=== TEXT SECTION ===

◇ ◇ ◇

National Public Radio has been in the news this past week. In the snappy words of a Wall Street Journal headline on the resignation of CEO Vivian Schiller, "Video Kills the Radio Czar." But besides revealing its staffers' real attitudes on tape, NPR has been up to something else lately. And as Michael Kinsley might have been the first to say, "The real scandal in Washington is what's legal."
In response to threats by newly elected Republicans to cut off taxpayer funding for NPR, PBS, and the Corporation for Public Broadcasting, public broadcasters have used all their communications vehicles to push back. Bert, Ernie, Big Bird, and Arthur the Aardvark have gone to Capitol Hill to lobby for more money. Between broadcasts of Downton Abbey and Frontline, PBS viewers are implored to call their congressman and keep the money flowing. Public radio websites blare "Protect KCRW, Write your representative, write your senator." Announcements on the radio carry the same message.

◇ ◇ ◇

Point localization data
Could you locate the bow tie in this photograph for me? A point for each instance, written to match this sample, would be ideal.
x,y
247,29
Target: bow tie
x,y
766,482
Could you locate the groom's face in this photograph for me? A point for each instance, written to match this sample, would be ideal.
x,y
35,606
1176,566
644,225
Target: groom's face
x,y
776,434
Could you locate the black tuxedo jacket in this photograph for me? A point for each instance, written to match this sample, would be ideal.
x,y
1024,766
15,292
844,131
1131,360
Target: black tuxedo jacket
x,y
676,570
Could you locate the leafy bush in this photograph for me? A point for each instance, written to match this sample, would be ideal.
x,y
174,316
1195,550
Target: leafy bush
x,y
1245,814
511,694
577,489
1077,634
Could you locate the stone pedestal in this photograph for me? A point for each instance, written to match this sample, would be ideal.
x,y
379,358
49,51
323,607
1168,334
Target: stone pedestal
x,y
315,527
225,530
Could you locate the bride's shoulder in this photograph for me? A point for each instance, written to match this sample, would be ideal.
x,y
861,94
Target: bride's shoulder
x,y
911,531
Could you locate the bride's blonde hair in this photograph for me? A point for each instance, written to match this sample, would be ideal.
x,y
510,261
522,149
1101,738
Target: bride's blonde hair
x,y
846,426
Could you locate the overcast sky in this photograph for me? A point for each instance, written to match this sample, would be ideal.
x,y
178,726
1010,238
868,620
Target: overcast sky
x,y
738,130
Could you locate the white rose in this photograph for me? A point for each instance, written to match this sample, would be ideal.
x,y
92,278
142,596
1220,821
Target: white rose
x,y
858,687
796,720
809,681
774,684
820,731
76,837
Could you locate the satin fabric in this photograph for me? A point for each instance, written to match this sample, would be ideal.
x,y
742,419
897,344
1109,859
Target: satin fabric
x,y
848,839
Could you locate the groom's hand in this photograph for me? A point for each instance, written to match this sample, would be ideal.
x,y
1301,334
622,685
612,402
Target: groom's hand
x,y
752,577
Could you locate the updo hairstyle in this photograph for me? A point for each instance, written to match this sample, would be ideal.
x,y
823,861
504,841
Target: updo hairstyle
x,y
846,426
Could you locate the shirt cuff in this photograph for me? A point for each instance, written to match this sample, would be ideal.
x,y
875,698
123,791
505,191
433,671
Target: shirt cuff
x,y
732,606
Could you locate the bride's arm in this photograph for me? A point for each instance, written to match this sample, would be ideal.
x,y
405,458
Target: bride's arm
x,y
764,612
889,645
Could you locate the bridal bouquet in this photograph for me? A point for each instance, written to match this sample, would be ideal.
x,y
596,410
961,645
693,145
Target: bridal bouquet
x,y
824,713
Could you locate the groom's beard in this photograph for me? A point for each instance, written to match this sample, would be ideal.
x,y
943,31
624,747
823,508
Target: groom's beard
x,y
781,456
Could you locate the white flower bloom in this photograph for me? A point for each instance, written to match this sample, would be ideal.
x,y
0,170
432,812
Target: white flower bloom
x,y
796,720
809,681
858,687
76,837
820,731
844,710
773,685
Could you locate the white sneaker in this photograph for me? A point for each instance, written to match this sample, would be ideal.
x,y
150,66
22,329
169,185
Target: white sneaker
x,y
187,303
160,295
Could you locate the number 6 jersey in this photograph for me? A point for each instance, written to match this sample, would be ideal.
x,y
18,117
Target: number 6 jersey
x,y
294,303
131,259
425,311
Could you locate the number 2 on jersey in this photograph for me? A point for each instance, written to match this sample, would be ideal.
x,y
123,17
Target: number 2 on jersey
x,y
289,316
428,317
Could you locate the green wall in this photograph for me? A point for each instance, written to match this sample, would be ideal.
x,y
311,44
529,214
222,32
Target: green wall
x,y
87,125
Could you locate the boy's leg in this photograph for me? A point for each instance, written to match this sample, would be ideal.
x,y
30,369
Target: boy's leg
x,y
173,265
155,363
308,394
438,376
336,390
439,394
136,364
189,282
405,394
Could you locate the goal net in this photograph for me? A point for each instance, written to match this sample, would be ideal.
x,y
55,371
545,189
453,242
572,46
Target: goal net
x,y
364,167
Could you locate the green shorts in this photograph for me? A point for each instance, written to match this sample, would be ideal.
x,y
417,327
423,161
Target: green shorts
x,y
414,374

◇ ◇ ◇

=== BRIEF 1 ===
Quote the public broadcasting passage starting with "In response to" and going on through "the same message.".
=== BRIEF 2 ===
Using the public broadcasting passage, state whether each statement agrees with it, answering yes or no and quoting the deciding words: (a) Vivian Schiller resigned as CEO; (b) the threats to cut off taxpayer funding came from newly elected Democrats; (c) Big Bird went to Capitol Hill.
=== BRIEF 3 ===
Continue the public broadcasting passage from its final sentence.
The rows are separate material and have no connection to the public broadcasting passage.

=== YOUR RESPONSE 1 ===
In response to threats by newly elected Republicans to cut off taxpayer funding for NPR, PBS, and the Corporation for Public Broadcasting, public broadcasters have used all their communications vehicles to push back. Bert, Ernie, Big Bird, and Arthur the Aardvark have gone to Capitol Hill to lobby for more money. Between broadcasts of Downton Abbey and Frontline, PBS viewers are implored to call their congressman and keep the money flowing. Public radio websites blare "Protect KCRW, Write your representative, write your senator." Announcements on the radio carry the same message.

=== YOUR RESPONSE 2 ===
(a) Yes: "the resignation of CEO Vivian Schiller"
(b) No: "threats by newly elected Republicans"
(c) Yes: "Bert, Ernie, Big Bird, and Arthur the Aardvark have gone to Capitol Hill to lobby for more money."

=== YOUR RESPONSE 3 ===
Now I'm not surprised to read that liberal groups like MoveOn.org are mobilizing to save tax-funded broadcasting — why wouldn't they? — but it's their money and they can spend it the way they want to. What does concern me is that public broadcasting itself is paid for with tax dollars, which means that our taxes are being used to turn around and lobby our elected officials to send more of our tax dollars to those recipients. (How much tax money goes to public broadcasting? Good question. They have perhaps not inadvertently created a complex system that is hard to analyze. One congressman says, "We asked the Congressional Research Service to look at the books, and a senior analyst got back to us and said it was like a spaghetti bowl — those were his exact words." Another analysis concludes that 25 percent of NPR funding is ultimately taxpayer-derived.)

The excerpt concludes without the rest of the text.